What to do:
Your task is to return the line containing "The function MUST provide one marker per instance of the topiary" plus every line after it, exactly and with nothing added.

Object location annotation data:
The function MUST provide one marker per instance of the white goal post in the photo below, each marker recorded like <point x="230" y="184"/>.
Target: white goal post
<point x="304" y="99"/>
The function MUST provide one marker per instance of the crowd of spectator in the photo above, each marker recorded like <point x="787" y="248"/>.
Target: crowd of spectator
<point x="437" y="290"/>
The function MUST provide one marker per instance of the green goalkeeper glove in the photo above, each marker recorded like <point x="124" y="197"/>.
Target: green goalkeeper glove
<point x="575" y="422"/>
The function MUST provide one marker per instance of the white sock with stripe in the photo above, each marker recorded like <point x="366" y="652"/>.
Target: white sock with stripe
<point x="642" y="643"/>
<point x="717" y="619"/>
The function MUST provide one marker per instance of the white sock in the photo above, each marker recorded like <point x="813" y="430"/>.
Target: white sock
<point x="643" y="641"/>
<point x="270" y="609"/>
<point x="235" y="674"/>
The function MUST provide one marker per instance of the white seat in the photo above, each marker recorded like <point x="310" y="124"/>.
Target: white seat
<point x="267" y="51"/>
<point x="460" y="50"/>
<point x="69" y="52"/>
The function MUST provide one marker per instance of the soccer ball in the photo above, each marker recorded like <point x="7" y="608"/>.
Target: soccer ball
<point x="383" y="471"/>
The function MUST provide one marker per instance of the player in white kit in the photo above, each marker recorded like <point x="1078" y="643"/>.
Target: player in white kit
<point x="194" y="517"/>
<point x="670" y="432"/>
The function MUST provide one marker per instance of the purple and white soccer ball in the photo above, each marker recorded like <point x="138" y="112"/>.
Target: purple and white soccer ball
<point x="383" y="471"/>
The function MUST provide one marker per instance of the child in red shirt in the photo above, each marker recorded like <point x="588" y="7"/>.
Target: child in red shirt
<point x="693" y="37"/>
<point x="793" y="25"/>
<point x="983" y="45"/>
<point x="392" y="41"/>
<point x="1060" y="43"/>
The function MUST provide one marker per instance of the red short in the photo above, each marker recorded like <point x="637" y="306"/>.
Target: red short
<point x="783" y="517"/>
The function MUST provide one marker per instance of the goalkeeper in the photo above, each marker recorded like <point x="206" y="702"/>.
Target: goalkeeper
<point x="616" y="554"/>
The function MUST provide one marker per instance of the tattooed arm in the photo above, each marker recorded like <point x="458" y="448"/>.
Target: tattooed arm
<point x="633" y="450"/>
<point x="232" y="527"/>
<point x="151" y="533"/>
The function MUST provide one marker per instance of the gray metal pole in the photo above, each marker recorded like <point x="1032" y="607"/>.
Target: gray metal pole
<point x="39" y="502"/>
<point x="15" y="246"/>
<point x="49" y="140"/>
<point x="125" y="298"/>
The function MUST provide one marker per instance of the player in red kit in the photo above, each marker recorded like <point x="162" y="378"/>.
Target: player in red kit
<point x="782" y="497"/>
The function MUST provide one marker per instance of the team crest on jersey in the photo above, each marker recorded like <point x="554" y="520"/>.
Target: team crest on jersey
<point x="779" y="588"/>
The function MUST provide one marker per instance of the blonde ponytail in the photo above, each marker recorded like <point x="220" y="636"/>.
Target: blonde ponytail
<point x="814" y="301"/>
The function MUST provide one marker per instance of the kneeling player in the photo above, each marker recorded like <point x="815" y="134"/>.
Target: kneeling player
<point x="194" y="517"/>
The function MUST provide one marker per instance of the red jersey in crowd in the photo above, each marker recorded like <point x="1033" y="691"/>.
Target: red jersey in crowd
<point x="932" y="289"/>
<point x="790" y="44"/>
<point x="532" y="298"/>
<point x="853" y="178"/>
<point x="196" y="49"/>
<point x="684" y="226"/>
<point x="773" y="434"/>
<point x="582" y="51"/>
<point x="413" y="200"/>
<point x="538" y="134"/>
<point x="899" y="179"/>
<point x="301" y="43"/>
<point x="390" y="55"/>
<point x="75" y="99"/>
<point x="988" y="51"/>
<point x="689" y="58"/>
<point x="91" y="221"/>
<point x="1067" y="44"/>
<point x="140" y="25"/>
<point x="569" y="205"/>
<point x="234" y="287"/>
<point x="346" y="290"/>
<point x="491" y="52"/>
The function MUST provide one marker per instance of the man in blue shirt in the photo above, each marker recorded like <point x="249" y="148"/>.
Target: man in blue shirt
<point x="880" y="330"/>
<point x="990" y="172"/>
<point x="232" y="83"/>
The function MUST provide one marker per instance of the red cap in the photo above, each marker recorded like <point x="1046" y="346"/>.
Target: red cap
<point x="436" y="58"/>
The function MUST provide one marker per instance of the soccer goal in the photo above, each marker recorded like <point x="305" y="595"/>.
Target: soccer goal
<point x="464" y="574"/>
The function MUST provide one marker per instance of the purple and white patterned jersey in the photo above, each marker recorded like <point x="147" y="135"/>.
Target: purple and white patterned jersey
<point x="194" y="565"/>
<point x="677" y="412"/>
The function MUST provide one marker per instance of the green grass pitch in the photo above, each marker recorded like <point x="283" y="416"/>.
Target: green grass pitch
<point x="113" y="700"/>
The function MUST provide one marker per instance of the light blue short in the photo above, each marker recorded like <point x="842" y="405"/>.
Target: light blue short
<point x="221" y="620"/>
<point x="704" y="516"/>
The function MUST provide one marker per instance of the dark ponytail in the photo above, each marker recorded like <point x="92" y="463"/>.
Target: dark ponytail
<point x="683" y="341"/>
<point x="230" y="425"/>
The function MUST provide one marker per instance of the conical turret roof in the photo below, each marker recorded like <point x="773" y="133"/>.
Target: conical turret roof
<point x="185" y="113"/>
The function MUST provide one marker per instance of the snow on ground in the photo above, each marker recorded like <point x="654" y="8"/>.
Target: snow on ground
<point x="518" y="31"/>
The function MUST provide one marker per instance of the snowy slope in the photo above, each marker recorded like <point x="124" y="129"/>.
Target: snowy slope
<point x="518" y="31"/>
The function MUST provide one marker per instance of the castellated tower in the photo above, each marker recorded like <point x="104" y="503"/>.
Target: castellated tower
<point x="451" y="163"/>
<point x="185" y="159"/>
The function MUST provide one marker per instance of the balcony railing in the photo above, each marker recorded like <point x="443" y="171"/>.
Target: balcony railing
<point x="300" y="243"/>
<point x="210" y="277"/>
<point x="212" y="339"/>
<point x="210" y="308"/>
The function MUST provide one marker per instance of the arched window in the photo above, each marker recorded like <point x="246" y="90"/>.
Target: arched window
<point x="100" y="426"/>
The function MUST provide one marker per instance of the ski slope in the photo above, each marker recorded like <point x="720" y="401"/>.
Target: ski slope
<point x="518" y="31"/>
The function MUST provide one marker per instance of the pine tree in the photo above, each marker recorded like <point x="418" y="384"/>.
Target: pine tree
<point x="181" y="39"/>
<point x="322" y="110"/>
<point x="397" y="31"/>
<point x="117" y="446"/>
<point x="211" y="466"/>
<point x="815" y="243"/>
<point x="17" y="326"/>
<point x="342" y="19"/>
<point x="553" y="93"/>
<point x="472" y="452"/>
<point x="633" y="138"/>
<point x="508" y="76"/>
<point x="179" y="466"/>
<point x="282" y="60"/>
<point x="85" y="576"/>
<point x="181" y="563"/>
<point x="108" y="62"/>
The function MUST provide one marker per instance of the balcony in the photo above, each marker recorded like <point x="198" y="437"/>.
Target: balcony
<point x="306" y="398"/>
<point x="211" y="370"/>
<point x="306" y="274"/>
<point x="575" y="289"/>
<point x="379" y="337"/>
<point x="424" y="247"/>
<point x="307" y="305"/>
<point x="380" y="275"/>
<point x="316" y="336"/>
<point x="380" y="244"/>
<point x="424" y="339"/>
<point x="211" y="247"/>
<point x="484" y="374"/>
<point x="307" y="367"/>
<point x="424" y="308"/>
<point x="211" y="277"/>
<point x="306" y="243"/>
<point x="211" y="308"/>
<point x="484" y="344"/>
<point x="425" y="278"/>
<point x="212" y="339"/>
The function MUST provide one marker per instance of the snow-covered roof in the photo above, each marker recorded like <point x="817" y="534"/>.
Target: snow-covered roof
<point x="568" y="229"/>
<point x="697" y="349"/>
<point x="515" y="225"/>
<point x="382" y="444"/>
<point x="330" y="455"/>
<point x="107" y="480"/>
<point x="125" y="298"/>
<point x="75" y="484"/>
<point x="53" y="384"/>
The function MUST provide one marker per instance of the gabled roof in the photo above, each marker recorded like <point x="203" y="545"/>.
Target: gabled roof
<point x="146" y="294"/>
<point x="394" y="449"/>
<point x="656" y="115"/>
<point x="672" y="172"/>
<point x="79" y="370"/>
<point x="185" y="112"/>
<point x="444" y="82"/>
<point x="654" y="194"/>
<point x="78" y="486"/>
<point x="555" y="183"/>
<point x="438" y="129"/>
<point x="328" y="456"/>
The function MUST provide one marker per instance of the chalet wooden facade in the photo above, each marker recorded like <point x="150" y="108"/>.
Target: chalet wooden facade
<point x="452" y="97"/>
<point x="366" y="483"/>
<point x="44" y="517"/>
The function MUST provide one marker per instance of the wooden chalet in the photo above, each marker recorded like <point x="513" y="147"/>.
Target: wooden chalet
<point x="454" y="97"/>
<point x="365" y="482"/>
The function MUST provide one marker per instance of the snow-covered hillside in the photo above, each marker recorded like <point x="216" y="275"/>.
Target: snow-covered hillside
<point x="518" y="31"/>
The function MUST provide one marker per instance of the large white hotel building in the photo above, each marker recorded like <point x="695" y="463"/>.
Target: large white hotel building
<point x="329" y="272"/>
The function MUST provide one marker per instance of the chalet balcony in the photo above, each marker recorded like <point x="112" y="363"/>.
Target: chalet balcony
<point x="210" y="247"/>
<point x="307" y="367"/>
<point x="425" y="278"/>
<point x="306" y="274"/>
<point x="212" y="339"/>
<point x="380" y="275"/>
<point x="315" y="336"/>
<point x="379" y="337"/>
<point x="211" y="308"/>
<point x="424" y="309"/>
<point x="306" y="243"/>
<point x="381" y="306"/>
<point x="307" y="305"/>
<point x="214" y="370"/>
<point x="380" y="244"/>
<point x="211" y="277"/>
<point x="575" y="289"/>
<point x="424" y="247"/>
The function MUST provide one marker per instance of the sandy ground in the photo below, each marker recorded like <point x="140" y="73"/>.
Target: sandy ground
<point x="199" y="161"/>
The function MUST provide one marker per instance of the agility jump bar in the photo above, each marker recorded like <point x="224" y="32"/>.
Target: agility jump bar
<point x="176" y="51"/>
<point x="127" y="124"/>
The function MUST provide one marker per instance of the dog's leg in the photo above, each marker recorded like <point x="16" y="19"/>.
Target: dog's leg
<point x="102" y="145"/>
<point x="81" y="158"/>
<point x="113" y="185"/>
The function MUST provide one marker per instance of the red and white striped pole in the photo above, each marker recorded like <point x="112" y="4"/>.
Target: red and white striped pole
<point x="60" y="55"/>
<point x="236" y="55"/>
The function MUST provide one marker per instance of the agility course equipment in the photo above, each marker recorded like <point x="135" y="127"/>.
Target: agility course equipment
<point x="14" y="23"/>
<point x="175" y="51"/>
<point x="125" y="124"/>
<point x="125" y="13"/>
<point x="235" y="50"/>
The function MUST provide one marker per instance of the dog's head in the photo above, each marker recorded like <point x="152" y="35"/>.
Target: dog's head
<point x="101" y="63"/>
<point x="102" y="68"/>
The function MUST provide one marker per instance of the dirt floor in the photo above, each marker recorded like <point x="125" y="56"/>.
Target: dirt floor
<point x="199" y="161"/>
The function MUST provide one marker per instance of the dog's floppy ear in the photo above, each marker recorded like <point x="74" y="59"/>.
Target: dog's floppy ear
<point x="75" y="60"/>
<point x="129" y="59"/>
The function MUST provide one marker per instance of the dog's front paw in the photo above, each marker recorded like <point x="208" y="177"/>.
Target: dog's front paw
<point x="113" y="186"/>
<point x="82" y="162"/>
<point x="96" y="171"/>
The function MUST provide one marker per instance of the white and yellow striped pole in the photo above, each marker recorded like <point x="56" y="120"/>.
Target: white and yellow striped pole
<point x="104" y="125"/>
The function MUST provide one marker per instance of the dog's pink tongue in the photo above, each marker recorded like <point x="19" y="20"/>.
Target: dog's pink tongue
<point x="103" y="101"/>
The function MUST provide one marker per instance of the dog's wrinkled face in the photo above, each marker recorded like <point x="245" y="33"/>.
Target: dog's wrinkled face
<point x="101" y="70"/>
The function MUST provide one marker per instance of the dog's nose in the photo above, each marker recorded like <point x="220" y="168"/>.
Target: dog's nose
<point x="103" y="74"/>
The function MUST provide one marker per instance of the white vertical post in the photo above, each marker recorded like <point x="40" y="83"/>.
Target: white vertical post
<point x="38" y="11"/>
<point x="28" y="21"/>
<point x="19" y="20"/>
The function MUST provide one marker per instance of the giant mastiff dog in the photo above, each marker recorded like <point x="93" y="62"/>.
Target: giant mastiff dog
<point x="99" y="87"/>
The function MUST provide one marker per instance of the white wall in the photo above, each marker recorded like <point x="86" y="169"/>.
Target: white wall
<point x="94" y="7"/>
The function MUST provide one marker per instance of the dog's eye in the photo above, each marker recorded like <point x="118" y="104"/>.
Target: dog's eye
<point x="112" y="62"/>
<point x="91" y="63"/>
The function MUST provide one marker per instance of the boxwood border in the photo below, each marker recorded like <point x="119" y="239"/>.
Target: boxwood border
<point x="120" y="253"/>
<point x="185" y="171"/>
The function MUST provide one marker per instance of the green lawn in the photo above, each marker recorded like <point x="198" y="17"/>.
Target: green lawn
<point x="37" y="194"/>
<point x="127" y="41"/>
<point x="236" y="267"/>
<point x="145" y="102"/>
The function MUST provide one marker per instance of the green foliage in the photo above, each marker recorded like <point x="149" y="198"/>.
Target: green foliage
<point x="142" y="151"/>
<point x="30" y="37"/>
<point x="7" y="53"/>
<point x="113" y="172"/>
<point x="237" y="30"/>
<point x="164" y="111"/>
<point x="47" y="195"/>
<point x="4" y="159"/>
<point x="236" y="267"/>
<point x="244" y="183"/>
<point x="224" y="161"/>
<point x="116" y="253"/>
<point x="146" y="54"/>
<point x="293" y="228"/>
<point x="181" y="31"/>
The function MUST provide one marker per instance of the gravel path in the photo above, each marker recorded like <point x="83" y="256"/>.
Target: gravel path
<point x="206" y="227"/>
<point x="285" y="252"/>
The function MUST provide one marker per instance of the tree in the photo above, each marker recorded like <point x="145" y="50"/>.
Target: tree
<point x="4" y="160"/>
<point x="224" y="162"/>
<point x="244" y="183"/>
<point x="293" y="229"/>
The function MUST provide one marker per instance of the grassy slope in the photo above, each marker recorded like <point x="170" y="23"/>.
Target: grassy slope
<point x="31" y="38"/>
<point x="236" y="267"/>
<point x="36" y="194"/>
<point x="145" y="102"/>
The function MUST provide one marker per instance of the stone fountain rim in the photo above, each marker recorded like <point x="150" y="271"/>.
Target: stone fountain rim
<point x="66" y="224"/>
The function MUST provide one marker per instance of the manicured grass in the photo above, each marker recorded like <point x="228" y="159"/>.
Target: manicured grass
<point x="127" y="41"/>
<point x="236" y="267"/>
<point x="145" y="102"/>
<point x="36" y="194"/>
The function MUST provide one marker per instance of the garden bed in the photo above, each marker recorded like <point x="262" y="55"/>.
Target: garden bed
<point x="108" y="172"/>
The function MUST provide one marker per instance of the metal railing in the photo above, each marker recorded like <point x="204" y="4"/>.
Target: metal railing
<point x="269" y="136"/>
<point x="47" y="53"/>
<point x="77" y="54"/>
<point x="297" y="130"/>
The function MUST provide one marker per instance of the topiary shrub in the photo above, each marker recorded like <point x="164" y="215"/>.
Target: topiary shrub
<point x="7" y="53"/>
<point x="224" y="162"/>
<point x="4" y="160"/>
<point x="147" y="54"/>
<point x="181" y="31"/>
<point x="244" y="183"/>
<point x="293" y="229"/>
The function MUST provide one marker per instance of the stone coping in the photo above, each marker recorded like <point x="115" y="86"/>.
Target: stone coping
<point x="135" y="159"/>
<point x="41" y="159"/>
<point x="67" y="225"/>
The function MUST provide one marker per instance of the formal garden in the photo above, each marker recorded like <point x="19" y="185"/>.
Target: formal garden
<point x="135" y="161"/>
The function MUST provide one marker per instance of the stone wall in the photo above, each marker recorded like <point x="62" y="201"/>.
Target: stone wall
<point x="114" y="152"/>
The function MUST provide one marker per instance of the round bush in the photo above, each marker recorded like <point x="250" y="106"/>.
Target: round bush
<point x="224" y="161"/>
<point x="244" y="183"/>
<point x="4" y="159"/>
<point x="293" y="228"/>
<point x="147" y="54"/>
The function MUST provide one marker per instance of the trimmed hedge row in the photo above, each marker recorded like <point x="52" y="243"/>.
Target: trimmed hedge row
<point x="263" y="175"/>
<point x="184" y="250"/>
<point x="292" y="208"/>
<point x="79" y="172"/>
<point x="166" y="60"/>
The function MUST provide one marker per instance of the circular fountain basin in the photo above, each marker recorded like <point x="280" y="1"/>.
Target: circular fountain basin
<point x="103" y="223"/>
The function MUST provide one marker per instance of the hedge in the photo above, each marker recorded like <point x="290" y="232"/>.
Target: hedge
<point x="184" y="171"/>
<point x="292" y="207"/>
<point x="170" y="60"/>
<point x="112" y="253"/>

Task output:
The function MUST provide one marker per instance of the topiary shrub in the photo above, each marker recorded like <point x="164" y="215"/>.
Target: topiary shrub
<point x="7" y="53"/>
<point x="224" y="162"/>
<point x="4" y="160"/>
<point x="147" y="54"/>
<point x="181" y="31"/>
<point x="244" y="183"/>
<point x="293" y="229"/>
The function MUST provide one marker per instance of the stone coping in the photo above, each marker recorded like <point x="115" y="86"/>.
Target: stone coping
<point x="135" y="159"/>
<point x="41" y="159"/>
<point x="67" y="225"/>
The function MUST provide one marker per instance of the formal garden in the photo above, each marker recorded like <point x="19" y="185"/>.
Target: formal garden
<point x="135" y="161"/>
The function MUST provide one marker per instance of the stone wall in the photo above, each marker recorded like <point x="62" y="201"/>.
Target: stone wall
<point x="114" y="152"/>
The function MUST provide one marker per instance of the round bush in the photo above, each marker recorded like <point x="250" y="106"/>.
Target: round bush
<point x="224" y="161"/>
<point x="244" y="183"/>
<point x="4" y="159"/>
<point x="293" y="228"/>
<point x="147" y="54"/>
The function MUST provide one marker per instance of the trimmed hedge row in the photo above, each marker recorded like <point x="52" y="243"/>.
Target: trimmed hedge row
<point x="263" y="175"/>
<point x="184" y="250"/>
<point x="292" y="208"/>
<point x="79" y="172"/>
<point x="166" y="60"/>
The function MUST provide one marker per instance of the circular fountain basin in the photo above, each marker recorded like <point x="280" y="1"/>.
Target: circular fountain basin
<point x="103" y="223"/>
The function MUST provide one marker per instance of the hedge in the photo above, each marker recorded like <point x="290" y="232"/>.
Target: hedge
<point x="184" y="171"/>
<point x="292" y="207"/>
<point x="170" y="60"/>
<point x="112" y="253"/>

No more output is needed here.